### Try it
Once you have reviewed the listing below, restate it word for word.
*** Data to examine ***
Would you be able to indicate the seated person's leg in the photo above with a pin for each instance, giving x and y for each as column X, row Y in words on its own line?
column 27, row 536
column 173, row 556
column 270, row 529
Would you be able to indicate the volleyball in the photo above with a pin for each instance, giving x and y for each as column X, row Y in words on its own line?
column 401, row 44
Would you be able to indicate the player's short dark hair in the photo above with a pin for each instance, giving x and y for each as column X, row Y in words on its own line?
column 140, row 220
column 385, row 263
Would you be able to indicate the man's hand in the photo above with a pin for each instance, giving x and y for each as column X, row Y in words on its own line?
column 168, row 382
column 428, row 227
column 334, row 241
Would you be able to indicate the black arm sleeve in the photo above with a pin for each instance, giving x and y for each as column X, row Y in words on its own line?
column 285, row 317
*** End of Data to examine ***
### Reply to the exercise
Would you be able to indicate the seated person's leg in the photo above with a pin for each instance, giving x and y for each as column X, row Y in words on its own line?
column 27, row 536
column 173, row 556
column 270, row 529
Would you be able to indicate the volleyball in the photo above with a pin for each instance, giving x and y for each as column X, row Y in words on its own line?
column 401, row 44
Would you be able to indicate the player's short dark hair in the photo above with a pin for each instance, giving x and y for each as column X, row Y in words on its own line?
column 140, row 220
column 385, row 263
Would you be able to indicate the man's hand in the photo above with a pin for each instance, giving x and y for each as column X, row Y in words on its own line?
column 168, row 382
column 428, row 227
column 334, row 241
Would you be able to indicate the black arm sleeve in the photo above with a pin for each instance, giving x and y for each as column X, row Y in words on its own line?
column 285, row 317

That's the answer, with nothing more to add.